— Task brief —
Please repeat every entry, keeping each one exactly the same.

— Data provided —
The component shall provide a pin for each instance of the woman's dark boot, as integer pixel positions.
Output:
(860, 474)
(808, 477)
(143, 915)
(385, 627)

— Task result —
The component shall provide a pin for each instance of the woman's dark boot, as integer pixel positions.
Output:
(860, 474)
(808, 477)
(143, 915)
(385, 627)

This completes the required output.